Output the listing below verbatim.
- - - - - - -
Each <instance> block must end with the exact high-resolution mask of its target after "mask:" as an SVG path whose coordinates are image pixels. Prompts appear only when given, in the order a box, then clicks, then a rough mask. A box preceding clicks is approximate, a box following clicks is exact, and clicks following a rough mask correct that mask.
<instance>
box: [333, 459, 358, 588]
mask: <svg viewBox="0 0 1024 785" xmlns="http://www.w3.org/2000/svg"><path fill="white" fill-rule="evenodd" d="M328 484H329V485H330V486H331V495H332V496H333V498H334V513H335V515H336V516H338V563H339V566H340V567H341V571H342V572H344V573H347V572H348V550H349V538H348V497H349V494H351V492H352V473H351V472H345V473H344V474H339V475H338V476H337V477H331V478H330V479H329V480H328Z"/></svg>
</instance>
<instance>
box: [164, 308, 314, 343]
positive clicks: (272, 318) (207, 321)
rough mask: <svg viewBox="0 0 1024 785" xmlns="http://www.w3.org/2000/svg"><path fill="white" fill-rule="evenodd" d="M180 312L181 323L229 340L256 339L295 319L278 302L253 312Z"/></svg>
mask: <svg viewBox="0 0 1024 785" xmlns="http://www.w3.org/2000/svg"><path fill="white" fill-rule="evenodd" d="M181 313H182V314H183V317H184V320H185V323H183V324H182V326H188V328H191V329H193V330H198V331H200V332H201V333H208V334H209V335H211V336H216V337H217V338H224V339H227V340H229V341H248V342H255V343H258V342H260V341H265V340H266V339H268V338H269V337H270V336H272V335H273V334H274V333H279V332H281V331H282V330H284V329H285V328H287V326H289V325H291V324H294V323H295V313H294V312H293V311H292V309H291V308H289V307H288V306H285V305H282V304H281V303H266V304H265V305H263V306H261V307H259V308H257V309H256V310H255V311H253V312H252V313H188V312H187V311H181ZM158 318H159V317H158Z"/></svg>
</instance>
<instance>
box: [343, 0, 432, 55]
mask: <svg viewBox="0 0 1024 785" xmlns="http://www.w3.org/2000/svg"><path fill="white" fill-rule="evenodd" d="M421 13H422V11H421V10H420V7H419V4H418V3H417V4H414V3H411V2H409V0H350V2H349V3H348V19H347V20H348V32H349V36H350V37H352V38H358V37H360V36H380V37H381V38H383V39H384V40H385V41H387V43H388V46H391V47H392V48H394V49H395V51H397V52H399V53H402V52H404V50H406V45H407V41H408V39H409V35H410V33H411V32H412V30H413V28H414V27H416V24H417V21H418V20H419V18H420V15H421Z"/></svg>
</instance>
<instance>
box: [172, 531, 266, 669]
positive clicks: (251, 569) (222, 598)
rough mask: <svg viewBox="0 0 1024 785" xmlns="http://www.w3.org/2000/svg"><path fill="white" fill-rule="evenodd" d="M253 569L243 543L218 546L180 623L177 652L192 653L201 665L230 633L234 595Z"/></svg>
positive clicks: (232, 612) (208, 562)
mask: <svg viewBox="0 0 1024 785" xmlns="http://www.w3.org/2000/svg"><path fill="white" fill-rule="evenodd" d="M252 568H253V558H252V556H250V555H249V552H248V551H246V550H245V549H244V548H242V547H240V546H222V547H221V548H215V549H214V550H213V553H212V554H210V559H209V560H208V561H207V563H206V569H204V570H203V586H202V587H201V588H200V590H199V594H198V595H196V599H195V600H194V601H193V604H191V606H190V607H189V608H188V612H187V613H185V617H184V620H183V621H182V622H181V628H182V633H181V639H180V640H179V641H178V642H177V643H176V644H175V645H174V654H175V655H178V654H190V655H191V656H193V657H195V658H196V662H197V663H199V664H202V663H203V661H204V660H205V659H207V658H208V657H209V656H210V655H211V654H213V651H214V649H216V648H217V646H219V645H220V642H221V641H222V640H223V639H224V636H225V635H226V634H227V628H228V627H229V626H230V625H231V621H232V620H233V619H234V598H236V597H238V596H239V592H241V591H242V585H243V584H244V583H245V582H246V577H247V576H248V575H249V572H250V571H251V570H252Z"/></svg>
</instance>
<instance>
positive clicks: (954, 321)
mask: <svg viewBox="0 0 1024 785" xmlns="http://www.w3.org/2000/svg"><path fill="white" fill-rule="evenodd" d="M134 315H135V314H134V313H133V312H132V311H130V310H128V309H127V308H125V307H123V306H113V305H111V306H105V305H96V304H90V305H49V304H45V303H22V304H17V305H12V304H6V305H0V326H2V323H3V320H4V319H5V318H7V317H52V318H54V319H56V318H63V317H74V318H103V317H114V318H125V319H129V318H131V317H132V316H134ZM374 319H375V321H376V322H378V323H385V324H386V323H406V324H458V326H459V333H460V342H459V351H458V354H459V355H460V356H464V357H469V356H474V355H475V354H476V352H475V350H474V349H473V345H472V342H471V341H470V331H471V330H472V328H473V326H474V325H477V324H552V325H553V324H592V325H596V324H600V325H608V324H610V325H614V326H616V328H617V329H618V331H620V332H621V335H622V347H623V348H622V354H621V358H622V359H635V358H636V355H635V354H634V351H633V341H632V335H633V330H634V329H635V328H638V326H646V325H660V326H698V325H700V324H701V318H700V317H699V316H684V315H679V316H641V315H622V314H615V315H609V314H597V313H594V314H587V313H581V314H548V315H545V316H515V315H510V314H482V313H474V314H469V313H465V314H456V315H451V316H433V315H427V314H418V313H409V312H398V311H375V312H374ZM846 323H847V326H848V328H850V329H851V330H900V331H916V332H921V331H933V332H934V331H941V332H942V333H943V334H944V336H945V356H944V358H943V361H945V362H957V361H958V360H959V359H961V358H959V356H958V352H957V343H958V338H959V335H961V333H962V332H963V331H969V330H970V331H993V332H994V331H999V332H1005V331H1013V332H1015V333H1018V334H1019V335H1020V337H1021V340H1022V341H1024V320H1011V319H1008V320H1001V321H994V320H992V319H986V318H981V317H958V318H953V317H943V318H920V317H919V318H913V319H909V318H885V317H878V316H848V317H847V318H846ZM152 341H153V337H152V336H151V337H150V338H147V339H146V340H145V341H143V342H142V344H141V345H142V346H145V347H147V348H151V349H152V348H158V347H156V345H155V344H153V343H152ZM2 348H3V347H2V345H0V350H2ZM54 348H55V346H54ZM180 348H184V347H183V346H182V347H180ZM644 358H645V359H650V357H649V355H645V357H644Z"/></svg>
- - - - - - -
**Solution below**.
Each <instance> block must end with the exact high-resolution mask of its target after "mask:" as an SVG path whose coordinates are image pixels. Prompts appear only when given, in the order a box, then clicks, then a rough mask. A box preceding clicks is approximate, a box following clicks is exact, and clicks following a rough mask correct that mask.
<instance>
box: [333, 459, 358, 588]
mask: <svg viewBox="0 0 1024 785" xmlns="http://www.w3.org/2000/svg"><path fill="white" fill-rule="evenodd" d="M328 484H329V485H330V486H331V495H332V496H333V498H334V513H335V515H336V516H338V563H339V566H340V567H341V571H342V572H344V573H347V572H348V550H349V538H348V497H349V494H351V492H352V473H351V472H345V473H344V474H339V475H338V476H337V477H331V478H330V479H329V480H328Z"/></svg>
</instance>
<instance>
box: [164, 308, 314, 343]
positive clicks: (272, 318) (207, 321)
rough mask: <svg viewBox="0 0 1024 785" xmlns="http://www.w3.org/2000/svg"><path fill="white" fill-rule="evenodd" d="M180 312L181 323L229 340L256 339L295 319L278 302L253 312Z"/></svg>
mask: <svg viewBox="0 0 1024 785" xmlns="http://www.w3.org/2000/svg"><path fill="white" fill-rule="evenodd" d="M181 313H182V314H183V317H184V320H185V323H183V324H182V326H188V328H191V329H193V330H198V331H200V332H201V333H208V334H209V335H211V336H216V337H217V338H224V339H227V340H229V341H248V342H255V343H258V342H260V341H265V340H266V339H268V338H269V337H270V336H272V335H273V334H274V333H279V332H281V331H282V330H284V329H285V328H287V326H289V325H291V324H294V323H295V313H294V312H293V311H292V309H291V308H289V307H288V306H285V305H282V304H281V303H266V304H265V305H263V306H261V307H259V308H257V309H256V310H255V311H253V312H252V313H188V312H187V311H181ZM158 318H159V317H158Z"/></svg>
</instance>
<instance>
box: [343, 0, 432, 55]
mask: <svg viewBox="0 0 1024 785" xmlns="http://www.w3.org/2000/svg"><path fill="white" fill-rule="evenodd" d="M421 13H422V11H421V10H420V7H419V4H418V3H417V4H414V3H411V2H409V0H350V2H349V3H348V19H347V20H348V32H349V36H350V37H352V38H358V37H360V36H380V37H381V38H383V39H384V40H385V41H387V43H388V46H391V47H392V48H394V49H395V51H397V52H399V53H402V52H404V50H406V45H407V41H408V39H409V35H410V33H411V32H412V30H413V28H414V27H416V24H417V21H418V20H419V18H420V15H421Z"/></svg>
</instance>
<instance>
box: [172, 531, 266, 669]
positive clicks: (251, 569) (222, 598)
rough mask: <svg viewBox="0 0 1024 785" xmlns="http://www.w3.org/2000/svg"><path fill="white" fill-rule="evenodd" d="M253 569L243 543L218 546L180 623L177 652L192 653L201 665L230 633L234 595Z"/></svg>
positive clicks: (232, 612) (208, 562)
mask: <svg viewBox="0 0 1024 785" xmlns="http://www.w3.org/2000/svg"><path fill="white" fill-rule="evenodd" d="M252 568H253V558H252V556H250V555H249V552H248V551H246V550H245V549H244V548H242V547H240V546H222V547H221V548H215V549H214V550H213V553H212V554H210V559H209V560H208V561H207V563H206V569H204V570H203V586H202V587H201V588H200V590H199V594H198V595H196V599H195V600H194V601H193V604H191V606H190V607H189V608H188V612H187V613H185V617H184V620H183V621H182V622H181V628H182V633H181V639H180V640H179V641H178V642H177V643H176V644H175V645H174V654H175V655H178V654H190V655H191V656H193V657H195V658H196V662H197V663H199V664H202V663H203V661H204V660H205V659H207V658H208V657H209V656H210V655H211V654H213V651H214V649H216V648H217V646H219V645H220V642H221V641H222V640H223V639H224V636H225V635H226V634H227V628H228V627H229V626H230V625H231V621H232V620H233V619H234V598H236V597H238V596H239V592H241V591H242V585H243V584H244V583H245V582H246V577H247V576H248V575H249V572H250V571H251V570H252Z"/></svg>
</instance>
<instance>
positive clicks: (954, 321)
mask: <svg viewBox="0 0 1024 785" xmlns="http://www.w3.org/2000/svg"><path fill="white" fill-rule="evenodd" d="M134 315H135V314H134V313H133V312H132V311H130V310H128V309H127V308H125V307H123V306H113V305H111V306H105V305H96V304H90V305H49V304H45V303H22V304H17V305H12V304H6V305H0V326H2V323H3V320H4V319H5V318H7V317H52V318H54V319H56V318H63V317H74V318H103V317H114V318H125V319H129V318H131V317H132V316H134ZM374 319H375V321H376V322H378V323H385V324H386V323H406V324H458V326H459V333H460V342H459V351H458V354H459V355H460V356H464V357H469V356H474V355H475V354H476V352H475V350H474V349H473V345H472V342H471V341H470V331H471V330H472V328H473V326H474V325H477V324H552V325H553V324H592V325H596V324H600V325H608V324H610V325H614V326H616V328H617V329H618V331H620V332H621V335H622V347H623V348H622V354H621V358H622V359H635V358H636V355H635V354H634V351H633V341H632V335H633V330H634V329H635V328H638V326H646V325H660V326H698V325H700V324H701V318H700V317H699V316H684V315H679V316H641V315H622V314H615V315H609V314H597V313H594V314H587V313H581V314H548V315H545V316H515V315H510V314H482V313H474V314H469V313H465V314H456V315H451V316H433V315H427V314H418V313H409V312H398V311H375V312H374ZM846 323H847V326H848V328H850V329H851V330H900V331H916V332H921V331H933V332H934V331H941V332H942V333H943V334H944V336H945V356H944V358H943V361H945V362H957V361H958V360H959V359H961V358H959V356H958V352H957V343H958V338H959V335H961V333H962V332H963V331H969V330H970V331H993V332H994V331H999V332H1005V331H1013V332H1015V333H1018V334H1019V335H1020V337H1021V340H1022V341H1024V320H1011V319H1008V320H1001V321H994V320H992V319H986V318H981V317H958V318H953V317H943V318H920V317H919V318H913V319H909V318H885V317H878V316H848V317H847V318H846ZM152 341H153V337H152V336H151V337H150V338H147V339H146V340H145V341H143V342H142V344H141V345H142V346H145V347H147V348H151V349H152V348H158V347H156V345H155V344H153V343H152ZM2 348H3V347H2V345H0V350H2ZM54 348H55V346H54ZM180 348H184V347H183V346H182V347H180ZM644 358H645V359H650V357H649V355H645V357H644Z"/></svg>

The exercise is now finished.